* THE PROBLEM
Update these lines so that every "locate" becomes "find", and leave all other text unchanged.

%%

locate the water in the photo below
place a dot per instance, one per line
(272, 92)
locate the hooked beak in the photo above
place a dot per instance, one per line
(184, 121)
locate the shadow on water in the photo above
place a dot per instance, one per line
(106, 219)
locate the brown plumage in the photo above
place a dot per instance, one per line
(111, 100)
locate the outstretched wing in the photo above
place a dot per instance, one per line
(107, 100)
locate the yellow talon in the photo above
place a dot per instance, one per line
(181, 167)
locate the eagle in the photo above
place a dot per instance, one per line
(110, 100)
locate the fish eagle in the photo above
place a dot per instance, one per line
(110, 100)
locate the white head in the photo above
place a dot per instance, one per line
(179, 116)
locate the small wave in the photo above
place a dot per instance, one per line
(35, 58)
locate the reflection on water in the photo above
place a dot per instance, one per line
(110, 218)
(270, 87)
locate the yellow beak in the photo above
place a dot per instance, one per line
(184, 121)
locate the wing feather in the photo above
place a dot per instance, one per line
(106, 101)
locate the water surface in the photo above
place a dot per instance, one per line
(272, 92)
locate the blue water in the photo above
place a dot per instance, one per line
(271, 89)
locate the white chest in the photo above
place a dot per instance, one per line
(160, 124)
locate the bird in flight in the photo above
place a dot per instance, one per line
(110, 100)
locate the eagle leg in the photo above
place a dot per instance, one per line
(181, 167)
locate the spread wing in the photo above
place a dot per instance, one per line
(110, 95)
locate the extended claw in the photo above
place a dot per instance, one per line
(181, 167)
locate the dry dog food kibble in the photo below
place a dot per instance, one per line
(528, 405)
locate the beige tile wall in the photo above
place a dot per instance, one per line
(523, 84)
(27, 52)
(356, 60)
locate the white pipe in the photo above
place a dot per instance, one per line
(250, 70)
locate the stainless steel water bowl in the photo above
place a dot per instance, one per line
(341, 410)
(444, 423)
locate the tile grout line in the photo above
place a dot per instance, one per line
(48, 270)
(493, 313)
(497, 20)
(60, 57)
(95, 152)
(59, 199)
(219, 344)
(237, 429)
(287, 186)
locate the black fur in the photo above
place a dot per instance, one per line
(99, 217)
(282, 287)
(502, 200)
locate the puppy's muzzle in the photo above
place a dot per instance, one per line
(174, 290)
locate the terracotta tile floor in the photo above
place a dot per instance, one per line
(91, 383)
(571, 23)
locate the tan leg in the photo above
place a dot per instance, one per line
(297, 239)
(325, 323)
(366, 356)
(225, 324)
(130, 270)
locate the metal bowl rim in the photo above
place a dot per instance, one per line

%%

* FINAL RESULT
find the water in the photo below
place a dot per instance, one per line
(272, 92)
find the hooked beak in the photo above
place a dot per instance, one per line
(184, 121)
find the shadow on water in the photo above
place a dot per instance, one per line
(106, 219)
find the brown plumage in the photo above
place a dot per instance, one per line
(111, 100)
find the outstretched wing in the photo above
place a dot per instance, one per line
(107, 100)
find the yellow talon in the photo above
place a dot per instance, one per line
(181, 167)
find the eagle in the photo above
place a dot per instance, one per line
(110, 100)
find the fish eagle in the photo above
place a dot per instance, one per line
(110, 100)
find the white head in the photo above
place a dot per instance, one per line
(179, 116)
find the small wave in the photo above
place a dot per instance, one per line
(35, 58)
find the reflection on water in the photo above
place a dot per instance, one per line
(110, 218)
(270, 87)
find the yellow beak in the photo above
place a dot per instance, one per line
(184, 121)
find the wing feather in the photo above
place a dot per instance, one per line
(106, 101)
find the water surface in the photo above
place a dot per instance, one per line
(272, 92)
find the blue water in the photo above
place a dot per instance, one per line
(271, 89)
find the white chest in the photo above
place a dot per instance, one per line
(160, 124)
find the bird in flight in the photo above
place a dot per instance, one per line
(110, 100)
find the eagle leg in the photo above
place a dot per instance, one per line
(181, 167)
find the spread wing in the photo above
place a dot per instance, one per line
(110, 95)
find the extended claw in the photo above
place a dot per instance, one per line
(181, 167)
find the dry dog food kibble in the photo below
place a dot per instance, one per line
(528, 405)
find the beige tile wall in the photo above
place a dot per instance, one per line
(523, 84)
(27, 52)
(356, 60)
find the white pipe in the photo above
place a dot per instance, one per line
(250, 70)
find the stainless steel water bowl in the photo above
place a dot per instance, one per line
(341, 410)
(444, 423)
find the tile grout line in the photo above
place a dot per instance, one per line
(48, 270)
(493, 313)
(497, 20)
(60, 57)
(95, 152)
(59, 199)
(219, 344)
(237, 429)
(287, 186)
find the black fur in the photo above
place a dot per instance, one per line
(99, 217)
(282, 287)
(502, 200)
find the puppy's muzzle in the photo above
place a dot per instance, one per line
(174, 290)
find the terracotta tile floor in the photo above
place a dot per instance, one per line
(91, 383)
(571, 23)
find the tan leg in the photo above
place a dot per instance, one per line
(297, 239)
(325, 323)
(366, 356)
(225, 324)
(130, 270)
find the metal bowl rim in the photo above
place a dot per instance, one per line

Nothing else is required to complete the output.